Instructions to follow:
Pick out every line in the data below that contains the word "beetle".

— start —

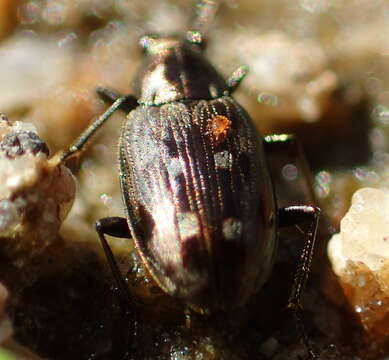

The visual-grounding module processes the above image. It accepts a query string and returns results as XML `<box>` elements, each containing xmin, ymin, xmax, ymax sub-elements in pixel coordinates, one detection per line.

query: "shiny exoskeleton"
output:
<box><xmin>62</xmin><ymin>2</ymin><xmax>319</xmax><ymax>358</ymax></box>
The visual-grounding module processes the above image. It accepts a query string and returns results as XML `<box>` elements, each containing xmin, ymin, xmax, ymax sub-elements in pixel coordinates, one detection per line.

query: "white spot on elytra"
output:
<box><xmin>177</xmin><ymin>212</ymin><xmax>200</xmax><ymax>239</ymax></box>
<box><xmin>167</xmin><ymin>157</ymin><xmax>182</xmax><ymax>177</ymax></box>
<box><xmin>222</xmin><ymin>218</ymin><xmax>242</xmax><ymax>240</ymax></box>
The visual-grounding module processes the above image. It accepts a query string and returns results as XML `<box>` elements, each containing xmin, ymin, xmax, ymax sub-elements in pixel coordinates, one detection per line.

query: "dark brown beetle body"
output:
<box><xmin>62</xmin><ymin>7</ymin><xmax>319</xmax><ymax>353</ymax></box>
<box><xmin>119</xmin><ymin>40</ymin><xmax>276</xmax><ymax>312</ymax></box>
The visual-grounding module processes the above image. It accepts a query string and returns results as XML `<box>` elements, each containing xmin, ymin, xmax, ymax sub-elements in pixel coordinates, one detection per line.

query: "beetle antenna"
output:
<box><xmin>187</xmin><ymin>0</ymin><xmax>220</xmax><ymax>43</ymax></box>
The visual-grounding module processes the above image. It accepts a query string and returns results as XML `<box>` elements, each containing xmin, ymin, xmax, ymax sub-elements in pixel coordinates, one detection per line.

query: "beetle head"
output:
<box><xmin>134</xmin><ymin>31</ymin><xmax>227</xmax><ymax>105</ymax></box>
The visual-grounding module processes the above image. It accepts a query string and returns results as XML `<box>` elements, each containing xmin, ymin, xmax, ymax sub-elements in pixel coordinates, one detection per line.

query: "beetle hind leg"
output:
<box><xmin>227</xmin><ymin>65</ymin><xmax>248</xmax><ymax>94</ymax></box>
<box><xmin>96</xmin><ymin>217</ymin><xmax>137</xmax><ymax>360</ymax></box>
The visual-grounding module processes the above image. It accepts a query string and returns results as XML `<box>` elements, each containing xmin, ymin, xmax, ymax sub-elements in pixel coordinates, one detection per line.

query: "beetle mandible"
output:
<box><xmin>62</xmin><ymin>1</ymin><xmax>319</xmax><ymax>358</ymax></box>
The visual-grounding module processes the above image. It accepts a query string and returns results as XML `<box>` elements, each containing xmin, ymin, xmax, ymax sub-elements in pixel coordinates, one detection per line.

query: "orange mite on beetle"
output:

— end —

Full response:
query: "dark brown beetle body"
query: "beetle antenna"
query: "beetle head"
query: "beetle hind leg"
query: "beetle mandible"
query: "orange mite on beetle"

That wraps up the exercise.